Copy out the records verbatim, starting with the line containing "Mark one point per instance of the dark" and going on through the line containing "x=1022, y=279", including both of those lines.

The data:

####

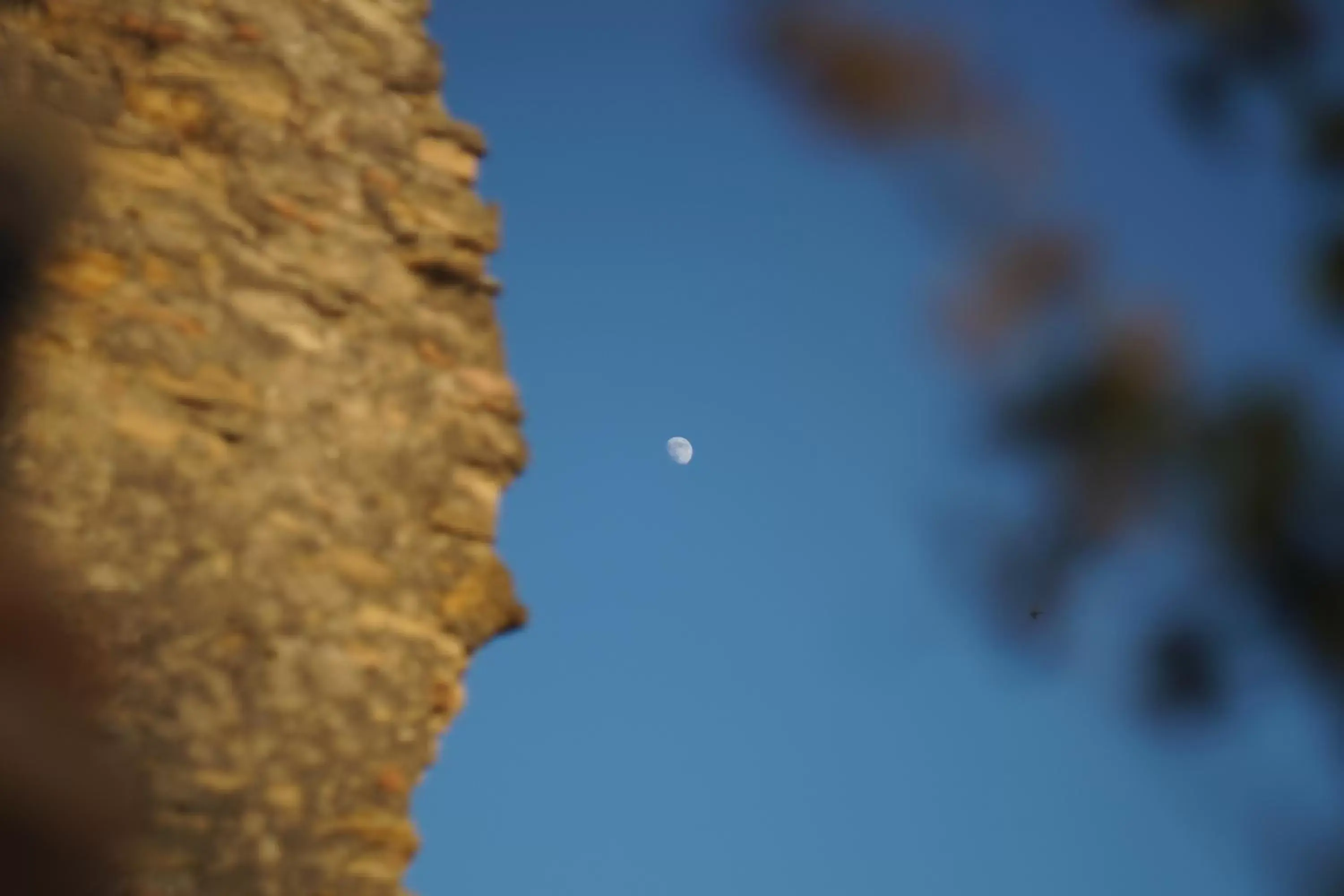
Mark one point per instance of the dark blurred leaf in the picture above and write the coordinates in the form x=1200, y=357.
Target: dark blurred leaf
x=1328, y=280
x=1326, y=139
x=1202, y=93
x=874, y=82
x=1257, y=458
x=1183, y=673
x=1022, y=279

####

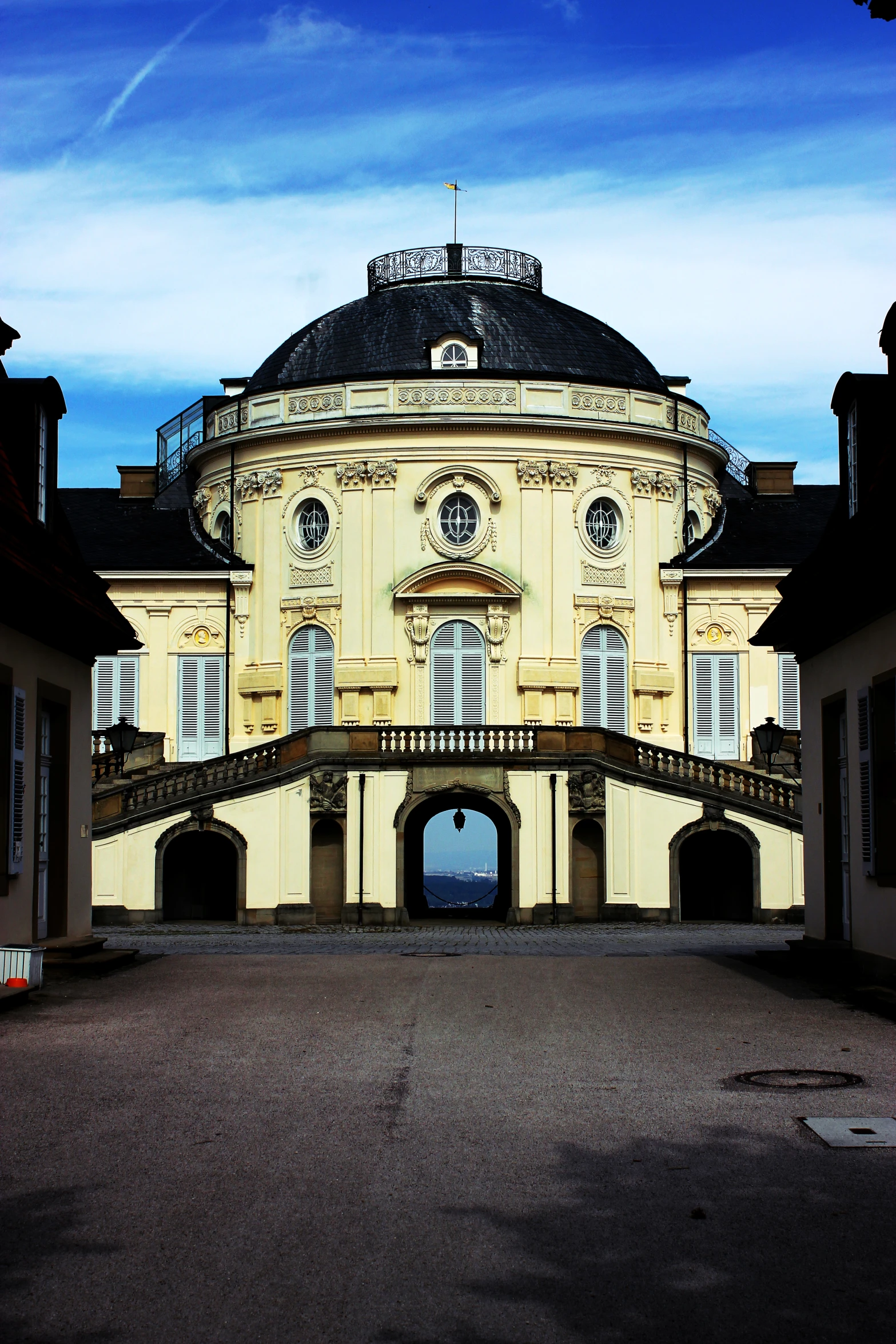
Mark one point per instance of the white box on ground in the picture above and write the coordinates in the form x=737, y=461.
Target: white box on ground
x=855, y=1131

####

Correct response:
Mark one point per instance of the dark blurred leaf in the picture above and write the coordinates in the form x=1200, y=357.
Target: dark blurred leaf
x=1328, y=280
x=1326, y=139
x=1202, y=93
x=874, y=82
x=1257, y=458
x=1183, y=673
x=1022, y=279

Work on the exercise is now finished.